Throughout the records below, replace "Format the result" with "Return the output" and repeat every line with nothing else changed.
━━━━━━━━━━━━━━━━━━━━━━━━━━━━━━
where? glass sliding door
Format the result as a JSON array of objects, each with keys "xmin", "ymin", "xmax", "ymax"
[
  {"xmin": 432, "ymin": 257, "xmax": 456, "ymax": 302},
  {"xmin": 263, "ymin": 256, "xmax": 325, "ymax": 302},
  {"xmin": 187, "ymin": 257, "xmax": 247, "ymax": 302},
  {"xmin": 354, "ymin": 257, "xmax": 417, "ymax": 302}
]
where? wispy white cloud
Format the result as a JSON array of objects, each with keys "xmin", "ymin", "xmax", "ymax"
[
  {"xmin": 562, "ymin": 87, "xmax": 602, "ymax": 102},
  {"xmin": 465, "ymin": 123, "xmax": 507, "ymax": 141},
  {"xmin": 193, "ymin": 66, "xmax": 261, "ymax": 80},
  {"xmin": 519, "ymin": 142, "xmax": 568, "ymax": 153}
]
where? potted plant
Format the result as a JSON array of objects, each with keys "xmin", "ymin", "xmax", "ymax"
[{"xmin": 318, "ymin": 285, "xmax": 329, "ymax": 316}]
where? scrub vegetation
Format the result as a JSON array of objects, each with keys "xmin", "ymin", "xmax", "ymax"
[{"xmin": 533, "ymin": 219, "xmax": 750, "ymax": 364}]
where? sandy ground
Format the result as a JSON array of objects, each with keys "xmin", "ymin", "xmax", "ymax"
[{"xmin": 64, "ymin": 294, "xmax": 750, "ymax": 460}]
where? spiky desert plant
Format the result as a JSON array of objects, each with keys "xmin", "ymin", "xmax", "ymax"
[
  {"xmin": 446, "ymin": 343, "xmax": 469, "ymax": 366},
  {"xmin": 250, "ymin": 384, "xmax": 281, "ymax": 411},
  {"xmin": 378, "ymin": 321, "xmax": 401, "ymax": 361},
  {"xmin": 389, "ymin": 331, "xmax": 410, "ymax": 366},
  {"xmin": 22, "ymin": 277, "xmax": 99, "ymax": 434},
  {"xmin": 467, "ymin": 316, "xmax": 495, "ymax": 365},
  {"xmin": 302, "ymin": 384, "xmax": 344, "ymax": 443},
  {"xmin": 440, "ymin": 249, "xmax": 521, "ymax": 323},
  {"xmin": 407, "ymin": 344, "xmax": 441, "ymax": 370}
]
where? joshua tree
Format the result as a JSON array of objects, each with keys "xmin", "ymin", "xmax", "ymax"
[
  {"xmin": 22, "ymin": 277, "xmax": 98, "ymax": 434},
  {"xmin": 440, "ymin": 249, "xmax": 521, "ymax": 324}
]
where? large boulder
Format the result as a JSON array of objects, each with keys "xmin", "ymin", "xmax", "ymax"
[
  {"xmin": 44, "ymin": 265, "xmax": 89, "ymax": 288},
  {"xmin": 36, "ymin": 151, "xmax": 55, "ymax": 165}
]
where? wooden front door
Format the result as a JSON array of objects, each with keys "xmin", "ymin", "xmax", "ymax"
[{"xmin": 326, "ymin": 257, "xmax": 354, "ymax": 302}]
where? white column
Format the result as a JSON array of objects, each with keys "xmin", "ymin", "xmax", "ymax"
━━━━━━━━━━━━━━━━━━━━━━━━━━━━━━
** The reply **
where? glass sliding door
Return the output as a JSON array of objects, each with keys "xmin", "ymin", "xmax", "ymax"
[
  {"xmin": 432, "ymin": 257, "xmax": 456, "ymax": 302},
  {"xmin": 263, "ymin": 256, "xmax": 325, "ymax": 302},
  {"xmin": 187, "ymin": 257, "xmax": 247, "ymax": 302},
  {"xmin": 354, "ymin": 257, "xmax": 417, "ymax": 302}
]
where? wispy white cloud
Return the output as a JSON array of objects, each with keys "xmin", "ymin", "xmax", "ymax"
[
  {"xmin": 562, "ymin": 87, "xmax": 602, "ymax": 102},
  {"xmin": 465, "ymin": 123, "xmax": 507, "ymax": 141},
  {"xmin": 193, "ymin": 66, "xmax": 261, "ymax": 80},
  {"xmin": 519, "ymin": 142, "xmax": 568, "ymax": 153}
]
where? potted plant
Return the output as a JSON array of objects, each with keys "xmin", "ymin", "xmax", "ymax"
[{"xmin": 318, "ymin": 285, "xmax": 329, "ymax": 316}]
where? scrub vegetation
Return the output as a JSON array of objects, each with keys "xmin", "ymin", "xmax", "ymax"
[{"xmin": 533, "ymin": 219, "xmax": 750, "ymax": 364}]
where? sandy ground
Return the output as a JSON array of objects, each with keys "xmin", "ymin", "xmax", "ymax"
[{"xmin": 64, "ymin": 294, "xmax": 750, "ymax": 460}]
where? spiky desert plant
Return the output as a JSON array of objects, each with keys "xmin", "ymin", "xmax", "ymax"
[
  {"xmin": 446, "ymin": 343, "xmax": 469, "ymax": 366},
  {"xmin": 250, "ymin": 384, "xmax": 281, "ymax": 411},
  {"xmin": 378, "ymin": 321, "xmax": 401, "ymax": 361},
  {"xmin": 389, "ymin": 331, "xmax": 410, "ymax": 366},
  {"xmin": 22, "ymin": 277, "xmax": 99, "ymax": 434},
  {"xmin": 467, "ymin": 316, "xmax": 495, "ymax": 365},
  {"xmin": 302, "ymin": 384, "xmax": 344, "ymax": 443},
  {"xmin": 440, "ymin": 249, "xmax": 521, "ymax": 323},
  {"xmin": 407, "ymin": 344, "xmax": 441, "ymax": 370}
]
where? joshua tree
Return the output as a JSON array of objects, each with keys "xmin", "ymin", "xmax", "ymax"
[
  {"xmin": 22, "ymin": 277, "xmax": 98, "ymax": 434},
  {"xmin": 440, "ymin": 249, "xmax": 521, "ymax": 324}
]
where? large boulder
Return the output as a JSON array of objects, each with keys "xmin", "ymin", "xmax", "ymax"
[
  {"xmin": 44, "ymin": 265, "xmax": 89, "ymax": 288},
  {"xmin": 36, "ymin": 151, "xmax": 55, "ymax": 165}
]
where? wooden front door
Return the output as a JSON array of objects, each with keys "xmin", "ymin", "xmax", "ymax"
[{"xmin": 326, "ymin": 257, "xmax": 354, "ymax": 302}]
where? white column
Return the output as a JSON array of objects, each with keys "xmin", "ymin", "xmax", "ymax"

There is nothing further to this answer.